* _Short problem_
Rescale the part of the listing from its start through the line containing "0,102,13,167", both ends included. Rewrite every line, requests included, and multiply each box coordinate in the answers by 0.65, rounding to whole numbers with halves rounded up.
* Begin Dataset excerpts *
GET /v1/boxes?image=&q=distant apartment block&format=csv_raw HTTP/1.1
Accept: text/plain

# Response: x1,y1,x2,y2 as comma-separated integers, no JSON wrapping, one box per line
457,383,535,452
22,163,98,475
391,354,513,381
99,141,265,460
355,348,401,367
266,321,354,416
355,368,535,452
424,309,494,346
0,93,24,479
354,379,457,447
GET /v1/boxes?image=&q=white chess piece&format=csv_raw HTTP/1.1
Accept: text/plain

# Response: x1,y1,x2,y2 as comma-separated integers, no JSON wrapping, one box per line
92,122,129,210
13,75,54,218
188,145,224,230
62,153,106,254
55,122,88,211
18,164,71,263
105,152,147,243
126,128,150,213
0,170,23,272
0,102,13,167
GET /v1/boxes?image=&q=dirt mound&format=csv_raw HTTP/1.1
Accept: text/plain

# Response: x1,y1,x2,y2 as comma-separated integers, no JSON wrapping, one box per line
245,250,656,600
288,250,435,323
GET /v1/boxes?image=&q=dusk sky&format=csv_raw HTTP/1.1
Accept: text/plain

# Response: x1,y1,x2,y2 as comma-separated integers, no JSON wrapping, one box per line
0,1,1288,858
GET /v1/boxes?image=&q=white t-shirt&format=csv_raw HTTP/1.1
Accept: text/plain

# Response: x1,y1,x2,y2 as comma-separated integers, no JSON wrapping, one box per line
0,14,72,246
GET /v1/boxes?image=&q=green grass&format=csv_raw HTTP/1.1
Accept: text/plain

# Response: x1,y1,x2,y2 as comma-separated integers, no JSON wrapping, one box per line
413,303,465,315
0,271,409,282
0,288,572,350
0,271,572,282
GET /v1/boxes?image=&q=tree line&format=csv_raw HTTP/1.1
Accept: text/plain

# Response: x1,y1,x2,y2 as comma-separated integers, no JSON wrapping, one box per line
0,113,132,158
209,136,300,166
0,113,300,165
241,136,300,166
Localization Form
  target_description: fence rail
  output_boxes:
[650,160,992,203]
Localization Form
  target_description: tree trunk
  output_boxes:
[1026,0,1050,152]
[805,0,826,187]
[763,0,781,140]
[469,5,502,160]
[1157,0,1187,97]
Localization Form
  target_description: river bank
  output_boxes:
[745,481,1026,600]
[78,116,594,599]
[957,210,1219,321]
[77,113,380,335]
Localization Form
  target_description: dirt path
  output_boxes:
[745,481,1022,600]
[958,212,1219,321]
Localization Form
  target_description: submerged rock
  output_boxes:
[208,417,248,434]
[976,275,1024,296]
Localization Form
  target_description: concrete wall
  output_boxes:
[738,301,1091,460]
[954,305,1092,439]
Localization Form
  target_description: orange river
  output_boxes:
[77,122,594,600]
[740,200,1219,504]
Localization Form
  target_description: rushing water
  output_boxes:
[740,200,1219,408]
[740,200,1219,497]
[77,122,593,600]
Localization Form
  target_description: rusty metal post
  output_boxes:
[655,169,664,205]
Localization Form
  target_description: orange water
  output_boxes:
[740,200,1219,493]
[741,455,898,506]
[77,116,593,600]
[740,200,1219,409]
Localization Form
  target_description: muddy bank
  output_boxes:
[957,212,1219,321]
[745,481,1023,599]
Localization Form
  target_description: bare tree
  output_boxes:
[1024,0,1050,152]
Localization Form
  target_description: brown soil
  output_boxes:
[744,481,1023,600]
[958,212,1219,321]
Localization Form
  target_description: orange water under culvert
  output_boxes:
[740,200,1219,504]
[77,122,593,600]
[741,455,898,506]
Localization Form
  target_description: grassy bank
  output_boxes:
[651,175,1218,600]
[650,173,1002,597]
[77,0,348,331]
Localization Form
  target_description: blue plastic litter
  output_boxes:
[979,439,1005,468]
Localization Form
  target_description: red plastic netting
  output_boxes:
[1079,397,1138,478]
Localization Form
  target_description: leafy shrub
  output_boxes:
* End Dataset excerpts *
* _Answer below_
GET /v1/boxes?image=&q=distant apartment block&format=csv_raw HTTP/1.1
Accept: text/plain

# Response: x1,y1,x2,y2 as comma-separated integers, no JSON wrapping, one box per line
297,249,348,294
14,106,64,309
254,230,333,248
64,92,172,299
231,226,261,239
173,209,230,270
231,239,348,294
276,201,321,225
0,60,16,311
230,246,297,291
GET /v1/boxes?image=&q=white chess piece&format=csv_raw HTTP/1.1
Accept: text/plain

# Response: x1,y1,x2,y2 as comma-separated integers, no JSON wrapping, one box per line
60,79,84,137
8,49,35,142
122,94,146,150
40,99,69,165
36,79,57,137
12,107,46,171
68,99,96,158
82,83,98,138
0,111,15,177
0,66,8,109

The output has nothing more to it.